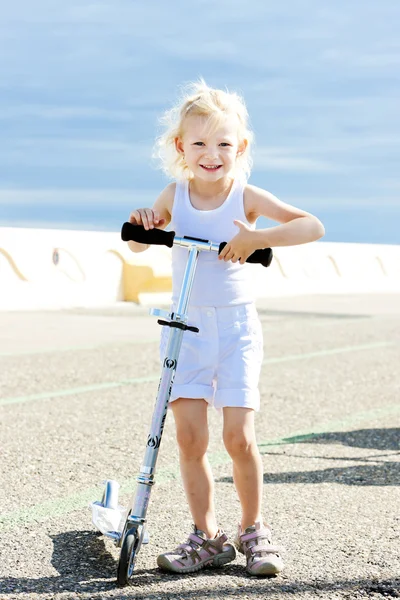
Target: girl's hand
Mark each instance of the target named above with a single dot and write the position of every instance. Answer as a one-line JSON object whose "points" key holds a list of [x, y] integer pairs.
{"points": [[147, 217], [241, 246]]}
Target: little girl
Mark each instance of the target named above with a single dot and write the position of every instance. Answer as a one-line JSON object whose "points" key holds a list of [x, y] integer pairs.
{"points": [[206, 149]]}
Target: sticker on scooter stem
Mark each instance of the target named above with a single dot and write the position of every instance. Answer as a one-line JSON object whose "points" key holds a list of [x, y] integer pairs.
{"points": [[170, 363], [154, 442]]}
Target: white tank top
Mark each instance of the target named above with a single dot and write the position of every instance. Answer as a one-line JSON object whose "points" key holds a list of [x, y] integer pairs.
{"points": [[216, 283]]}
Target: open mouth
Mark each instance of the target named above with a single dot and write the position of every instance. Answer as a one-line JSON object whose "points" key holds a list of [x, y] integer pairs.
{"points": [[211, 167]]}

# Brief
Pull out every row above and reproduce it word for word, omitting the picture.

# Result of this task
Target: girl's hand
Mark each instance of the target named above with a single dot and write the position of every instance. Answer as a one-line JSON object whose "points" key holds a list of [x, y] integer pairs.
{"points": [[147, 217], [241, 246]]}
Target: little girl
Mark each instance of the target named above with a single dot and write the position of every instance. Answer as a one-line JSON object whose "points" key holds a list of [x, y] integer pairs.
{"points": [[206, 149]]}
Target: sticker on scooter stem
Mark each instance of the target named above with a single dot and write the position of every instance. Answer as a one-line JSON object whose "points" key holds a list of [x, y] integer pairs.
{"points": [[170, 363], [154, 442]]}
Target: white tank top
Mark each instance of the target named above with a single dot and write the position of every instance. Answer as a one-line JSON object whose "points" key holds a list of [x, y] integer pairs.
{"points": [[216, 283]]}
Target: open mouth
Mark each instance of the target named above with a single dot and write the position of every instance. Answer as a one-line JSON object whose "points" key holds a list of [x, y] integer pairs.
{"points": [[211, 167]]}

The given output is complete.